Collected data:
-----
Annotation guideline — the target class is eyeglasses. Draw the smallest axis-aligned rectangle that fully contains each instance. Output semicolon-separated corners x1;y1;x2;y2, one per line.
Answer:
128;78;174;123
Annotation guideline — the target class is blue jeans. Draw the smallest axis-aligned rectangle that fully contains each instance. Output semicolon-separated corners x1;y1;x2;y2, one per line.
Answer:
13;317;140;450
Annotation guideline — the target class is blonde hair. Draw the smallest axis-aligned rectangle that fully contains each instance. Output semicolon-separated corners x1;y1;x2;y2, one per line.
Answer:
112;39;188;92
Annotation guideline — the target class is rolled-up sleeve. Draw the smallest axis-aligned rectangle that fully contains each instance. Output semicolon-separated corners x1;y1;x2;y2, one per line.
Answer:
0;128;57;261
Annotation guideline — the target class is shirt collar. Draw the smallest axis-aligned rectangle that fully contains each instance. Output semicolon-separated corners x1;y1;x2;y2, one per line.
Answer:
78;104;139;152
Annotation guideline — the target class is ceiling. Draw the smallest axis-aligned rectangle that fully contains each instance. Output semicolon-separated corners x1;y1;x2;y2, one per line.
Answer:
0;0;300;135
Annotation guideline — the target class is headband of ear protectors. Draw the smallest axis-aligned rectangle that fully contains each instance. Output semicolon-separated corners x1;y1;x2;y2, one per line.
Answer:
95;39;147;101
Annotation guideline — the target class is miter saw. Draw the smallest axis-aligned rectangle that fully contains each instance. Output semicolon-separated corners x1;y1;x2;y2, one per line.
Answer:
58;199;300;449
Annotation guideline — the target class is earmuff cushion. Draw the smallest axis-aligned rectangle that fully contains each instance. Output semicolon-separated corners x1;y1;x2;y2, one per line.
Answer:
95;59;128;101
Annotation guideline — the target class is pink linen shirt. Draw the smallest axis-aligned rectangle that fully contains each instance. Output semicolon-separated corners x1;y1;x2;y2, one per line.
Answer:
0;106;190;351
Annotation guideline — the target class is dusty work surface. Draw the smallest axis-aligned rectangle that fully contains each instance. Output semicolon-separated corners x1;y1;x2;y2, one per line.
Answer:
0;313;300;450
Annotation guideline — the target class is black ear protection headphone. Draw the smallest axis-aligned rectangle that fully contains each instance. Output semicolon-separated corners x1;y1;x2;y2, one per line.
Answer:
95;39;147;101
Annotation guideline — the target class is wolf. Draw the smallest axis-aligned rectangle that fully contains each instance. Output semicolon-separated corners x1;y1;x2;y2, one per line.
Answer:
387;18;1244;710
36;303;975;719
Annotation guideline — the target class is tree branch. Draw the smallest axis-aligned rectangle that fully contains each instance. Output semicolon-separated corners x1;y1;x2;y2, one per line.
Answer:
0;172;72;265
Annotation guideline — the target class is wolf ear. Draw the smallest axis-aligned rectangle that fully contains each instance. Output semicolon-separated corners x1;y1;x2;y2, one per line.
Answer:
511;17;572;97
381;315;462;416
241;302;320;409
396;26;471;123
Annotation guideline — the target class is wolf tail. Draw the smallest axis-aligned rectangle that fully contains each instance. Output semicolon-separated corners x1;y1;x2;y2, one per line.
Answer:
-----
» **Direction**:
Copy out all the lines above, putting "Labeling rule" in place of "Annotation guideline" every time it shows up and keeping everything else the same.

» **Written reply**:
Labeling rule — the target class is eyeglasses. Draw the smallest axis-aligned rectangle that fully contains each instance. Output semicolon-separated corners x1;y1;x2;y2, one per line.
Answer:
128;78;174;123
Labeling rule — the target class is blue jeans. Draw the smallest axis-aligned rectangle that fully contains each instance. Output semicolon-separated corners x1;y1;x2;y2, one per line.
Answer:
13;317;140;450
Labeling rule — the target class is blonde hair. Draw the smallest axis-aligned rectangle that fully contains each instance. Output semicolon-separated corners x1;y1;x2;y2, one per line.
Answer:
112;39;188;92
Labeling rule — the target class is rolled-up sleeve. Draw the smallest axis-aligned rectangle that fully contains each instance. Output semicolon-separated corners x1;y1;x2;y2, one per line.
Answer:
0;128;57;261
Labeling rule — the target class is shirt collar. Draw the smallest axis-aligned rectangle that fully contains each instance. Output semicolon-separated corners x1;y1;x2;y2, one per line.
Answer:
78;104;139;152
Labeling rule — the target class is ceiling. Draw the smallest axis-aligned rectangle that fully contains each instance. Output semicolon-separated corners x1;y1;x2;y2, one per line.
Answer:
0;0;300;135
Labeling rule — the target class is headband of ear protectors. Draw the smallest axis-aligned rectangle that fully contains each instance. Output semicolon-separated corners x1;y1;x2;y2, one per line.
Answer:
95;39;147;101
Labeling rule — the target class is miter saw. Draw the smallest axis-aligned rectangle that fully contains each instance. Output semicolon-separated corners x1;y1;x2;y2, one per line.
Answer:
58;199;300;449
Labeling rule — the target class is earmuff cushion. Draw the smallest axis-aligned rectangle that fully contains each instance. Output semicolon-separated corners x1;y1;x2;y2, one per line.
Answer:
95;59;128;101
Labeling rule — the target class is pink linen shirt. Draw the smallest axis-aligned rectangle that fully contains each instance. Output semicolon-separated corners x1;y1;x2;y2, one per line.
Answer:
0;106;190;351
Labeling rule — the target class is dusty work surface. Draw the smallest axis-aligned rectangle that fully contains each instance. Output semicolon-separated corners x1;y1;x2;y2, one per line.
Answer:
0;313;300;450
Labeling rule — the target class is black ear protection headphone. Draw the smallest axis-aligned rectangle that fully contains each instance. Output semicolon-separated corners x1;y1;x2;y2, one per line.
Answer:
95;39;147;101
Labeling rule — the target class is wolf. Draw the smallest axis-aligned rectangle that fully contains each instance. Output semicolon-separated corners x1;y1;x2;y2, one per line.
Answer:
387;18;1244;710
36;303;975;719
Labeling rule — the target class is tree branch. Draw the smallest axis-aligned rectangle that fully contains each instance. Output semicolon-separated corners x1;y1;x2;y2, one per line.
Answer:
0;172;72;265
Labeling rule — the target class is wolf ear. Draw the smallest axis-aligned rectangle that fully contains each instance. Output semicolon-separated corners x1;y1;x2;y2, one per line.
Answer:
511;17;572;97
381;315;462;416
241;302;320;409
396;26;471;123
Labeling rule — the target class is wolf tail. Draw the smallest axis-aligned rectangle that fully contains each instance. Output semicolon-separated corners x1;y1;x2;y2, one per line.
Answer:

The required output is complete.